◆ **REQUIREMENTS**
Every line from the line containing "Where can the sunset" through the final line of the data is to be printed exactly; no other line is to appear.

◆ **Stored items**
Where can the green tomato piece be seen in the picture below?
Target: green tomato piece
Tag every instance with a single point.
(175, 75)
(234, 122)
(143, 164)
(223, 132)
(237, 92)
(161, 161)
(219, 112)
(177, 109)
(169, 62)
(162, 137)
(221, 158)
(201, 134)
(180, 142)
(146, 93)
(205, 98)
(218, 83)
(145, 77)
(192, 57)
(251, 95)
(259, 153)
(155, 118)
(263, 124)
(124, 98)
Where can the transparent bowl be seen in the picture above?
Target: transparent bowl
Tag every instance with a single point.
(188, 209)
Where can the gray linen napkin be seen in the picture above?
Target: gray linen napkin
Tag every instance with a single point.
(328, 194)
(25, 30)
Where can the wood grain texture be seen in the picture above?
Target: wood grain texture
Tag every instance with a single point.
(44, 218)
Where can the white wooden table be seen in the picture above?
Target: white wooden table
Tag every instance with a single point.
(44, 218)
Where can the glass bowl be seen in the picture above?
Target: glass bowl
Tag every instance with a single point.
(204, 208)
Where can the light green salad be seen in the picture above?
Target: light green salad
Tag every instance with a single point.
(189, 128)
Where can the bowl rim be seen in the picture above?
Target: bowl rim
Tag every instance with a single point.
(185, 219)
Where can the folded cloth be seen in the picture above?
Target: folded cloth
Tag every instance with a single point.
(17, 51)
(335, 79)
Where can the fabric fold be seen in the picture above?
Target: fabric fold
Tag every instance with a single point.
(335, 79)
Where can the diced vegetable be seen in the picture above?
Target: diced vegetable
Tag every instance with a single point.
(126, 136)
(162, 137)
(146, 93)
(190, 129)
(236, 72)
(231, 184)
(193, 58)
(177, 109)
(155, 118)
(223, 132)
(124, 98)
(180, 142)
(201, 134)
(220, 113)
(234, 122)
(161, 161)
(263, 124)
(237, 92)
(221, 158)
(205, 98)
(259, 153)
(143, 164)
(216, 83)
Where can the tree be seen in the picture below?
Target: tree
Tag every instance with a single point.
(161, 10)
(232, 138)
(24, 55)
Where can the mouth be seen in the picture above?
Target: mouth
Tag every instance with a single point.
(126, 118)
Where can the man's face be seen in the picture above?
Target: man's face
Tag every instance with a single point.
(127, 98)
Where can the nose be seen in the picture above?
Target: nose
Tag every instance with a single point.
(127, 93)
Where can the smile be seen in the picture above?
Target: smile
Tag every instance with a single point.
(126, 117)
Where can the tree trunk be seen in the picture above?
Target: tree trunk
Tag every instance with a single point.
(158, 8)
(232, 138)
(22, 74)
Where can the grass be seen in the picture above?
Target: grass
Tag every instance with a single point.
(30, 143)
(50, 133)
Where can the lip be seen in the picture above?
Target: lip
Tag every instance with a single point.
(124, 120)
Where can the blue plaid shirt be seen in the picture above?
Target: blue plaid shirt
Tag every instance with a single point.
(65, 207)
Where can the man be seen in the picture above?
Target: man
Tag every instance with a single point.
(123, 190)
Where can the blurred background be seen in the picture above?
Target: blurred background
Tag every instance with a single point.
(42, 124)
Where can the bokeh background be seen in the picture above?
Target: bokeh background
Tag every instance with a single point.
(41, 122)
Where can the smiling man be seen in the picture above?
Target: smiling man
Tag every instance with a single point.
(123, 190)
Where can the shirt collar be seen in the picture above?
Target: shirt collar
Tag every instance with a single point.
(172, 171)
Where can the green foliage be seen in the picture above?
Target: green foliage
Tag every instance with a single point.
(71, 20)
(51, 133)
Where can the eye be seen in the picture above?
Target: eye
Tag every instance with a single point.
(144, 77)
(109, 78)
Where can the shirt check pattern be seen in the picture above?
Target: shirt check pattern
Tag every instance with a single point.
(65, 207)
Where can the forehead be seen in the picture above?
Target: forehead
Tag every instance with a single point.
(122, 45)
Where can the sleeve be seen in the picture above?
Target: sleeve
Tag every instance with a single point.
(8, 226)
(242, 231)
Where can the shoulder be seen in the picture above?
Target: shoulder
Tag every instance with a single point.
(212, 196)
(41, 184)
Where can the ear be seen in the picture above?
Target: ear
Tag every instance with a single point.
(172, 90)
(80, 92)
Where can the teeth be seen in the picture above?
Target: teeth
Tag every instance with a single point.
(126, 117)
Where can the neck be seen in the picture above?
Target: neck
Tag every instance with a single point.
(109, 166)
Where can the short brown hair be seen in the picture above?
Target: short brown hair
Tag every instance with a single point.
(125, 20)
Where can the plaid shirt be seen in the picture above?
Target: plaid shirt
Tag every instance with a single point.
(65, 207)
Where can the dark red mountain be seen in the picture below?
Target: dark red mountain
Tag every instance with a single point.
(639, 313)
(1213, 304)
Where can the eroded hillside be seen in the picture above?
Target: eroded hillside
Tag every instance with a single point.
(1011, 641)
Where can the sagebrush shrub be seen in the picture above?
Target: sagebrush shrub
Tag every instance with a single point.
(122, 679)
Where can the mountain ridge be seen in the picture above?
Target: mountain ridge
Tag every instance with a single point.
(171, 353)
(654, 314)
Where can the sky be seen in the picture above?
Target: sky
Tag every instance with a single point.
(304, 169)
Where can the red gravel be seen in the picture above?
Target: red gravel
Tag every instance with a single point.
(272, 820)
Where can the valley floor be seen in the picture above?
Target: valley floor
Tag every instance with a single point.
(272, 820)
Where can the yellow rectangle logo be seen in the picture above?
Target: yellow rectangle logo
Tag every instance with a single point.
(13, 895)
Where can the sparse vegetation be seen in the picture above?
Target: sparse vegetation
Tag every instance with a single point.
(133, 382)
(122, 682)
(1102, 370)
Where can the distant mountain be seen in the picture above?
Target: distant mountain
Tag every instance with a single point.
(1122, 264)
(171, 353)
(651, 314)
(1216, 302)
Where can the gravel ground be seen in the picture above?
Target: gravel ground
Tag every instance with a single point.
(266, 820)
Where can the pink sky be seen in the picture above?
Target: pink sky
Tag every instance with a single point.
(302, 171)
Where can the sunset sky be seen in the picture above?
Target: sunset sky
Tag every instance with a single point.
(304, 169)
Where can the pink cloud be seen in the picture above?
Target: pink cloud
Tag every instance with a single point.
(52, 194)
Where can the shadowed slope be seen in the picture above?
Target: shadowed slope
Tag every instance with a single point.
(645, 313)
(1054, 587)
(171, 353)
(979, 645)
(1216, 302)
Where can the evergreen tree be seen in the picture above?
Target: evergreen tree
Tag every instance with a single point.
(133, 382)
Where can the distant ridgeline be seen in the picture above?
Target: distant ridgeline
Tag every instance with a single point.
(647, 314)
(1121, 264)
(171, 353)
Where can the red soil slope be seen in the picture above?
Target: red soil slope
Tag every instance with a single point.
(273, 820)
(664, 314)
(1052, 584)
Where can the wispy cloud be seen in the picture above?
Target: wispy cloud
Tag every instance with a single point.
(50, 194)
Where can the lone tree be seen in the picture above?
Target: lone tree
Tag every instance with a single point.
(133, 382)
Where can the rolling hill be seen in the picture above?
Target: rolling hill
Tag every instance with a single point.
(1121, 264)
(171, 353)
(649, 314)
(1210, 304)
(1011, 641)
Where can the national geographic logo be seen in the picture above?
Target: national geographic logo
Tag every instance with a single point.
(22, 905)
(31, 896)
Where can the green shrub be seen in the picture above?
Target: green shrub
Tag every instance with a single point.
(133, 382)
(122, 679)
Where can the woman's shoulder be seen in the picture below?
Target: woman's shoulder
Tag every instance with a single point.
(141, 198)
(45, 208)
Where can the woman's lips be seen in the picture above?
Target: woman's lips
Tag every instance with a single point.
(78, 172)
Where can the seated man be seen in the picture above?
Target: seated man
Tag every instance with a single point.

◆ **OUTPUT BELOW**
Where can the sunset sky be seen in the picture above?
Target: sunset sky
Tag every instance with a single point.
(304, 169)
Where can the pink cloud be seen in the picture above?
Target: pink cloud
Tag every instance with a single point.
(52, 194)
Where can the shadowed slope be seen in the picture above?
Target: shadowed slope
Tag every instance with a single point.
(645, 313)
(1054, 587)
(171, 353)
(979, 645)
(1216, 302)
Where can the evergreen tree be seen in the picture above?
Target: evergreen tree
Tag every instance with a single point.
(133, 382)
Where can the distant ridgeline be seen in the picture above?
Target: distant ridgeline
Tag every instance with a single point.
(647, 314)
(1121, 264)
(171, 353)
Where can the red soil slope be seen in the picture above?
Target: red soil slope
Tag every instance with a single point.
(273, 820)
(664, 314)
(1052, 584)
Where can the wispy cloud be seen in the picture above?
Target: wispy cloud
Tag every instance with a single point.
(50, 194)
Where can the lone tree be seen in the picture above?
Target: lone tree
Tag every instance with a single point.
(133, 382)
Where can the rolling hill be seen in the picture above?
Target: rolling hill
Tag every instance with a single point.
(1121, 264)
(171, 353)
(649, 314)
(1210, 304)
(1011, 641)
Where can the national geographic logo be seen in the picture above?
Target: national geographic logo
Tag every instance with a single point.
(22, 905)
(31, 896)
Where can the green shrub be seen in the picture above?
Target: green shrub
Tag every instance with a single point.
(133, 382)
(122, 679)
Where can the woman's shoulder be seen in the picture below?
Target: woman's shoulder
Tag every instance with a single point.
(141, 198)
(45, 208)
Where can the woman's lips be seen in the picture above?
Target: woman's lips
Tag every instance with a single point.
(78, 172)
Where can the seated man be seen in the picture above?
Target: seated man
Tag every instance with a single point.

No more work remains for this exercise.